• Document text:
****************************************
Background: A comprehensive analysis of BMI and obesity related comorbidities by age after laparoscopic sleeve gastrectomy (SLEEVE) has not been reported.

Objective: To identify variation in post-operative BMI and resolution of obesity comorbidities among age groups undergoing SLEEVE.

Methods: Data from 8,966 Surgical Review Corporation BOLD database adult patients who underwent SLEEVE was analyzed retrospectively in six age groups: <30(n=922), 30-40(n=2224), 40-50(n=2560), 50-60(n=2322), 60-70(n=816), and >70(n=52). Clinical information was collected at baseline and 12 and 24 months after SLEEVE. Data included Body Mass Index (BMI) and 30 weight-related comorbidities. Outcomes analysis was by ANOVA for continuous variables and general linear model for dichotomous variables, including baseline and post-operative data modified for binomial distribution.

Results: 12 months post-SLEEVE, BMI ranged from 33±7(60-70 years) to 35±6-9(40-50, 50-60, >70)(p<0.01) and 35±7 to 36±9 at 24 months (p<0.05 only 30-40 v 60-70). Resolution of 12 weight related comorbidities was inversely proportional to age at 12 months post-operatively, while 4 resolved better in older patients. At 24 months post-operatively, diabetes mellitus, hypertension, hyperlipidemia, musculoskeletal pain and lower extremity edema persisted with increasing age (p<0.05, n=5).

Conclusion: Following SLEEVE, resolution of 12 weight-related medical problems was inversely proportional to age at 12 months. Key obesity comorbidities diabetes, hypertension, dyslipidemia, musculoskeletal pain and leg edema persisted directly proportional with increasing age through 24 months. Although the data here did not include date of obesity onset, these results suggest a concept of “obesity years” in which excess weight and comorbidities become entrenched in older patients who carry obesity the longest.

The prevalence of obesity continues to climb nationwide.¹ In this upsurge, all surgeons now must operate upon and manage patients with morbid obesity and its associated comorbidities such as hypertension, dyslipidemia obstructive sleep apnea and diabetes.² Laparoscopic sleeve gastrectomy (SLEEVE) has become one of the mainstays for the surgical treatment of obesity. Perioperative planning in this medically fragile population is paramount. Advance knowledge and clinical insight could facilitate patient selection and possibly reduce morbidity and mortality overall.

Older patients more often have multiple chronic comorbidities when compared with younger populations.^3,4 Ward and co-authors reported that the prevalence of adults with multiple chronic comorbidities increased from 21.8% in 2001 to 26% in 2010, correlating directly with increasing age.³ There is, however, little data examining pre-operative age variation and persistence of these medical conditions within each age group following SLEEVE.

When patients with obesity are separated from the overall population, increasing age is associated with increased peri-operative morbidity and mortality following bariatric surgery.⁵ Similar variation also has been exposed indirectly in previous studies comparing healthcare insurance status to weight related medical problems. Medicare patients with obesity, who tend to be older in age, have higher rates of almost all obesity-related medical problems, compared with Medicaid, private insurance and self-pay individuals.⁶ However, since younger patients with obesity can be on Medicare because of disability, whether or not these findings place older patients at increased risk for persistence of weight-related medical problems after undergoing bariatric surgery is not clear from the published data.
****************************************
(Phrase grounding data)
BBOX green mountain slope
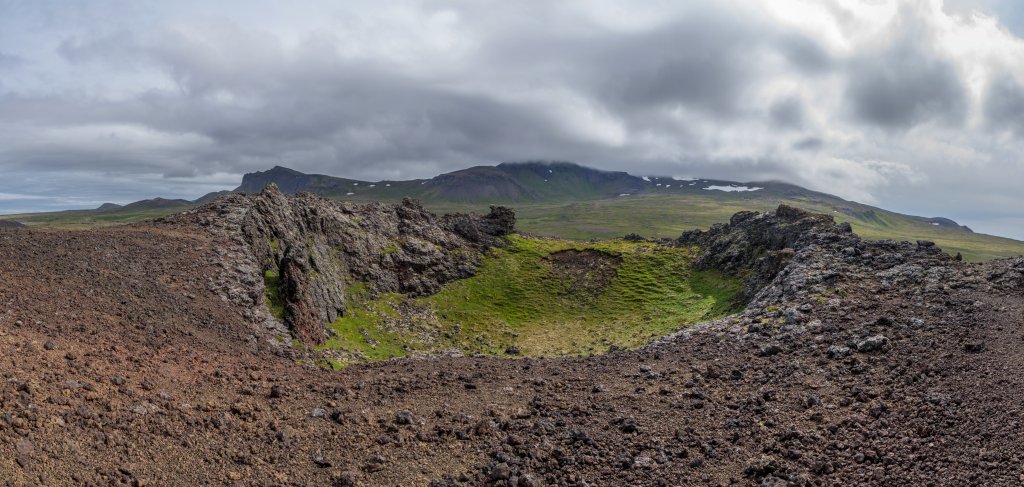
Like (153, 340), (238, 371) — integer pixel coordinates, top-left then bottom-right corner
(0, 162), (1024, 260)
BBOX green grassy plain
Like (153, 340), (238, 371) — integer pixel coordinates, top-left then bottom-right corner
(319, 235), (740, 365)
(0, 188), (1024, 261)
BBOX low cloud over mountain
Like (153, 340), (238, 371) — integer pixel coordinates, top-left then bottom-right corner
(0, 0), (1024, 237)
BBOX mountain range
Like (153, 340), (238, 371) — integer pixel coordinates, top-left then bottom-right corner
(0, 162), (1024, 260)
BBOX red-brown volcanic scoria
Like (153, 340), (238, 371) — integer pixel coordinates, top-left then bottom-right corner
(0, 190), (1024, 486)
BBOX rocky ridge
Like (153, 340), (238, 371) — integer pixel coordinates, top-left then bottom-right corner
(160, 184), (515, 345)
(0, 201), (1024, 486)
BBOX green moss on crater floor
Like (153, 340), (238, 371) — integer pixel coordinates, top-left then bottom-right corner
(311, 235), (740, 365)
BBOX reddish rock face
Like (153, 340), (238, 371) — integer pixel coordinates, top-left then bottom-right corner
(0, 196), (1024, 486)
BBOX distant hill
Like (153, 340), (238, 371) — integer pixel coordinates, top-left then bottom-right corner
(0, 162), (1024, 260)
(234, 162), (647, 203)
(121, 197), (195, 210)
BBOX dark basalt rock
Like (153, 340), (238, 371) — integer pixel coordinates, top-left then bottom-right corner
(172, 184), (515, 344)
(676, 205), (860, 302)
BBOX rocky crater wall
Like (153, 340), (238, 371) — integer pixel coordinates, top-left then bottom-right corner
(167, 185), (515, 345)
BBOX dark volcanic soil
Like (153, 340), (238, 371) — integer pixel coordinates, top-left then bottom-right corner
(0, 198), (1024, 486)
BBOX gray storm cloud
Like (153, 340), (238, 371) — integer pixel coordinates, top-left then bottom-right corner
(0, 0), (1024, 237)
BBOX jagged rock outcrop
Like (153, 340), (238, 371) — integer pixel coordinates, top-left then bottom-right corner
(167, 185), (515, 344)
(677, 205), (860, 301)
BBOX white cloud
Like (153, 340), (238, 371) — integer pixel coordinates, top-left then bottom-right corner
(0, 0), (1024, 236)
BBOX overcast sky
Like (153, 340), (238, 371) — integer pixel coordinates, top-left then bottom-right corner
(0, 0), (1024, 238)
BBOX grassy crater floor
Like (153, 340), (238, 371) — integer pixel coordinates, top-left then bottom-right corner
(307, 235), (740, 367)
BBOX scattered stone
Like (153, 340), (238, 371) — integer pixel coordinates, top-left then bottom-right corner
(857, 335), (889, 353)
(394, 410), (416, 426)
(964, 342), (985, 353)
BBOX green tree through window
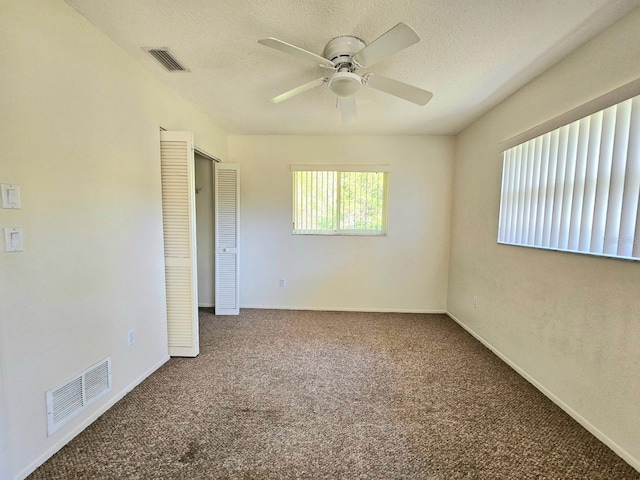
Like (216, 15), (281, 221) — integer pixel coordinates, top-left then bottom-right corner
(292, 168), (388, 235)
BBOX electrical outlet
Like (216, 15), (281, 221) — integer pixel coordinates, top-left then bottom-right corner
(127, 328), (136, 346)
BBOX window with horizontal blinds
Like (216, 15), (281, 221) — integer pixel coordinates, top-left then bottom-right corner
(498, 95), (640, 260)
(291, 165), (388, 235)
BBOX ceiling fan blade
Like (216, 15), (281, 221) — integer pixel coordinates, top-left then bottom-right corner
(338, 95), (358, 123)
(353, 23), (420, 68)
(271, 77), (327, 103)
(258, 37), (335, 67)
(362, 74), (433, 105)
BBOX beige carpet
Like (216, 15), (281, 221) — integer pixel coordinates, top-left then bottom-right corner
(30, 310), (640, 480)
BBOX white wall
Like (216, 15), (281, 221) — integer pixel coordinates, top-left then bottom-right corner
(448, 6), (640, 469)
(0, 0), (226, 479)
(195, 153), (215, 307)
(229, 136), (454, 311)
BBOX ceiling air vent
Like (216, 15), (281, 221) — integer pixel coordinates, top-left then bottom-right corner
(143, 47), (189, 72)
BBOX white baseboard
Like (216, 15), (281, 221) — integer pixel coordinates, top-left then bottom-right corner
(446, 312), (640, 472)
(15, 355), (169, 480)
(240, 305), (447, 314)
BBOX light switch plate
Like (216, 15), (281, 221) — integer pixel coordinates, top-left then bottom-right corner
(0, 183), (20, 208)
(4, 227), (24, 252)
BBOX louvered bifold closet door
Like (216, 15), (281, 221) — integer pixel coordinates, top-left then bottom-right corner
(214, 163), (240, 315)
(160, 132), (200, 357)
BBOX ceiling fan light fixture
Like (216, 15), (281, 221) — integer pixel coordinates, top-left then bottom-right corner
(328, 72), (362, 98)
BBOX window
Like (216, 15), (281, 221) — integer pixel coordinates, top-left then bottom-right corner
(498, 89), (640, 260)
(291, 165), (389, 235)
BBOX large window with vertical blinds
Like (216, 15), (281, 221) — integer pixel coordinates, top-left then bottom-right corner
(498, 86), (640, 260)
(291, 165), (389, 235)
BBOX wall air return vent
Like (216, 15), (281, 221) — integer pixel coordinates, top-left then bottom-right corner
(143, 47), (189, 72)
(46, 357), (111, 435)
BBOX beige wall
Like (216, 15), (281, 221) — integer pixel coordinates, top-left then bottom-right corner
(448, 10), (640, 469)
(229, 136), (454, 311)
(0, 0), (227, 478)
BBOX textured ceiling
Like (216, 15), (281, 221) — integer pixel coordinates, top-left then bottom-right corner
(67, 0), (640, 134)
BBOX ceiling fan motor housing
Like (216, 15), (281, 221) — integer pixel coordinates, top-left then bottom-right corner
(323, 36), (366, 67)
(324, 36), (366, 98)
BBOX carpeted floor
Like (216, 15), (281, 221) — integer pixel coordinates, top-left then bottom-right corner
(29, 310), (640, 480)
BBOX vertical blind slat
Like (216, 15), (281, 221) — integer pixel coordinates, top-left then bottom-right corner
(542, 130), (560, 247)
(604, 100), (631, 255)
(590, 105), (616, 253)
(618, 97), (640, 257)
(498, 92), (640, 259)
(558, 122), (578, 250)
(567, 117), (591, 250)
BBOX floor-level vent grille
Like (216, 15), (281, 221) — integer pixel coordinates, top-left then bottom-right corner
****************************************
• Apply what you read:
a – Transcribe everything in the sleeve gastrectomy article from "The prevalence of obesity" down to "and mortality overall.".
b – Write the next part of the sleeve gastrectomy article, picking up right after its last sentence.

• Answer list:
a –
The prevalence of obesity continues to climb nationwide.¹ In this upsurge, all surgeons now must operate upon and manage patients with morbid obesity and its associated comorbidities such as hypertension, dyslipidemia obstructive sleep apnea and diabetes.² Laparoscopic sleeve gastrectomy (SLEEVE) has become one of the mainstays for the surgical treatment of obesity. Perioperative planning in this medically fragile population is paramount. Advance knowledge and clinical insight could facilitate patient selection and possibly reduce morbidity and mortality overall.

b –
Comparing patients less than 60 years old undergoing bariatric surgery with patients greater than 60, Kaplan and co-authors did not identify significant variation by age in the risk of peri-operative complications between those age groups.⁷ However, pre-operative and post-operative variation through the range of age among patients undergoing bariatric surgery, and specifically among patients undergoing SLEEVE, is unknown. The objective of this investigation was to identify variation by decades of age in pre-operative clinical characteristics and in post-operative weight responses and resolution of obesity co-morbidities following SLEEVE in adults with obesity.

With approval of the Surgical Review Corporation Data Access Committee and the Institutional Review Board (IRB) of Our Lady Lourdes Medical Center, Camden, NJ, Bariatric Outcomes Longitudinal Database (BOLD), data from 8,966 adults patients who underwent SLEEVE between June 1, 2007 and December 31, 2010 was analyzed retrospectively at pre-operative baseline and at 12 and 24 months after SLEEVE in six age groups: <30 (n=922), 30-40 (n=2224), 40-50 (n=2560), 50-60 (n=2322), 60-70 (n=816) and >70 (n=52) years old.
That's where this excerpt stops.